What you have to do: Using the entries below, output each line exactly from the first through the one that contains "like point(608, 264).".

------------------------

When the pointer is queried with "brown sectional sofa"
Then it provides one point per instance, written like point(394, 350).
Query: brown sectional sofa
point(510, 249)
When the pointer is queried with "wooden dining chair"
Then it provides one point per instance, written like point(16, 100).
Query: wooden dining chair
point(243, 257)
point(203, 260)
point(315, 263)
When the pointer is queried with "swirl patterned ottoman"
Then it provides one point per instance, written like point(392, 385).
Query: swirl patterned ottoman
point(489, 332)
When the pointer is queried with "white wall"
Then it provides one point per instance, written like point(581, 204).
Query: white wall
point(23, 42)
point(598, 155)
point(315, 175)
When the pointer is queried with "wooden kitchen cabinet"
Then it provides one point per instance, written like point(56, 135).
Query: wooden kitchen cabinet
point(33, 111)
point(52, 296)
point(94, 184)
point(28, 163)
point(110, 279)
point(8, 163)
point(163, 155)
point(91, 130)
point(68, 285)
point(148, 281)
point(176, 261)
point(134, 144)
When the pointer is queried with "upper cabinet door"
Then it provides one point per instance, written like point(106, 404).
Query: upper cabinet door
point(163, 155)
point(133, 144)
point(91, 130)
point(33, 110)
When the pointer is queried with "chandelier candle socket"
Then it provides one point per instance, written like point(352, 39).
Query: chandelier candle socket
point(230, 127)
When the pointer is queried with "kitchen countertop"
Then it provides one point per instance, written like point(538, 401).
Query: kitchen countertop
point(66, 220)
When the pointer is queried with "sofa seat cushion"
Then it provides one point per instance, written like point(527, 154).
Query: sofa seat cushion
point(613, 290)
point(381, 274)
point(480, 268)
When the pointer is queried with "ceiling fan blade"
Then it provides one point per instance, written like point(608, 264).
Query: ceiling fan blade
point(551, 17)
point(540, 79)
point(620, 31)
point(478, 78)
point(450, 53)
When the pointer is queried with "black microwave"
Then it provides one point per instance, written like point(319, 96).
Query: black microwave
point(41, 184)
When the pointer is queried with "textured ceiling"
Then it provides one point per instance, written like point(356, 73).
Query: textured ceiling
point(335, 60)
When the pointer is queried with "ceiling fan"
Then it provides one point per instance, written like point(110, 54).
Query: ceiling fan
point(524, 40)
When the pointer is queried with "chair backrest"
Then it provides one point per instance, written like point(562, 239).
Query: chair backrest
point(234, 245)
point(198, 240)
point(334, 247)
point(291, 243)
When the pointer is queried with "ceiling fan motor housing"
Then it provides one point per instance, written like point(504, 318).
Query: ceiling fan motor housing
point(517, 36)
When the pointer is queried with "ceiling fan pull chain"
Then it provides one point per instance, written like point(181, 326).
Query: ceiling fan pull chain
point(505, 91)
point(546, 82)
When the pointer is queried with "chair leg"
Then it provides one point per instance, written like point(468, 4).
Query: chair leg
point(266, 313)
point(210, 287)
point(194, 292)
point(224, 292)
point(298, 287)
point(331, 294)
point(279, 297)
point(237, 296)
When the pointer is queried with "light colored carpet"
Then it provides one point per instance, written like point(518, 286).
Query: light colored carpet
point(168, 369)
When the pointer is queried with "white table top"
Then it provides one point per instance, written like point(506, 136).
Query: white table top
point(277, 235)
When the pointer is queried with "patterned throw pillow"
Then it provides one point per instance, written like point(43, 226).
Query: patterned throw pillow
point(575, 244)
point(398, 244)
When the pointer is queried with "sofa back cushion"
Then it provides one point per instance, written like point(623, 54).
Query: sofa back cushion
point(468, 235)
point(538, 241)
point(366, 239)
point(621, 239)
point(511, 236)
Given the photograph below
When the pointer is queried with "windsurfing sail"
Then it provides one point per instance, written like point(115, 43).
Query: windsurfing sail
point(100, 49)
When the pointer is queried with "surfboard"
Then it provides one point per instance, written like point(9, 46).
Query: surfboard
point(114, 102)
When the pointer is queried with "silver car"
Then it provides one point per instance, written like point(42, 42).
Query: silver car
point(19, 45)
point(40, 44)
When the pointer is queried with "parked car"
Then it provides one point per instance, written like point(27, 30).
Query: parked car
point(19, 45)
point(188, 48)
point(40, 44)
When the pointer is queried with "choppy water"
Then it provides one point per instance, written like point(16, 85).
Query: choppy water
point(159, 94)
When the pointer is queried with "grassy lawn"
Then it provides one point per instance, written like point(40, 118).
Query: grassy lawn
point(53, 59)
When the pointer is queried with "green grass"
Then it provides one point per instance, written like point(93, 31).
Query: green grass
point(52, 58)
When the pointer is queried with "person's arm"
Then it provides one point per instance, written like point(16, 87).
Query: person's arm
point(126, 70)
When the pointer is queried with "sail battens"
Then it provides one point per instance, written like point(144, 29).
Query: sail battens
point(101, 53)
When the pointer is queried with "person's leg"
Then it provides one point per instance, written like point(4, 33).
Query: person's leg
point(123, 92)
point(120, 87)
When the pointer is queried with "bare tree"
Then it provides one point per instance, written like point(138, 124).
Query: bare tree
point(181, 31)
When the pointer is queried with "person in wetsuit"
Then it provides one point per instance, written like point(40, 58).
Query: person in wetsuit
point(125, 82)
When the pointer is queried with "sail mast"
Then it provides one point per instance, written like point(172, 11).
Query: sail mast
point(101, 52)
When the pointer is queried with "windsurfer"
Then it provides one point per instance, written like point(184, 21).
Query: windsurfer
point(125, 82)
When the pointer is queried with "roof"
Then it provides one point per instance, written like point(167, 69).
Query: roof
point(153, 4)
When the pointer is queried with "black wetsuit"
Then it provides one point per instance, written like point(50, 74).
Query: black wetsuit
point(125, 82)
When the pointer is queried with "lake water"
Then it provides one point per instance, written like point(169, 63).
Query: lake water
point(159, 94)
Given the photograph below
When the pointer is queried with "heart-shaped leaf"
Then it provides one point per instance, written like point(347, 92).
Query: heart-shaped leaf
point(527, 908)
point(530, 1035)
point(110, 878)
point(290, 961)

------------------------

Solved problem:
When the pointer is queried with "brown sectional sofa"
Then it provides one point per instance, written like point(394, 350).
Query: brown sectional sofa
point(510, 249)
When the pointer is queried with "wooden dining chair"
Then it provides one point per instance, written like point(16, 100).
Query: wooden dining chair
point(243, 257)
point(203, 260)
point(315, 263)
When the pointer is queried with "swirl patterned ottoman"
Then it provides one point per instance, written like point(392, 385).
Query: swirl patterned ottoman
point(489, 332)
When the pointer is queried with "white wall"
Then it provides one point per instance, written like point(581, 204).
Query: white wall
point(23, 42)
point(598, 155)
point(315, 175)
When the pointer is queried with "wooden kitchen cabinet"
Then it provides one point per instance, written like point(56, 135).
Query: wooden kitchen cabinet
point(33, 111)
point(52, 296)
point(94, 184)
point(28, 163)
point(110, 279)
point(8, 163)
point(163, 155)
point(91, 130)
point(68, 285)
point(148, 281)
point(176, 261)
point(134, 144)
When the pointer is queried with "upper cabinet door"
Then it provides one point per instance, written like point(106, 404).
Query: upper cabinet door
point(163, 155)
point(133, 144)
point(91, 130)
point(33, 110)
When the pointer is queried with "chandelier candle socket"
Then it provides one point per instance, written like point(352, 39).
Query: chandelier candle socket
point(230, 127)
When the pointer is queried with "kitchen countertop"
Then it provides one point per instance, written like point(538, 401).
Query: kitchen countertop
point(66, 220)
When the pointer is queried with "sofa seat cushion"
Then it provides one point per instance, written like point(527, 154).
Query: sofa seat cushion
point(613, 290)
point(381, 274)
point(480, 268)
When the pointer is queried with "ceiling fan blade"
Then it provides one point per instance, written like point(608, 264).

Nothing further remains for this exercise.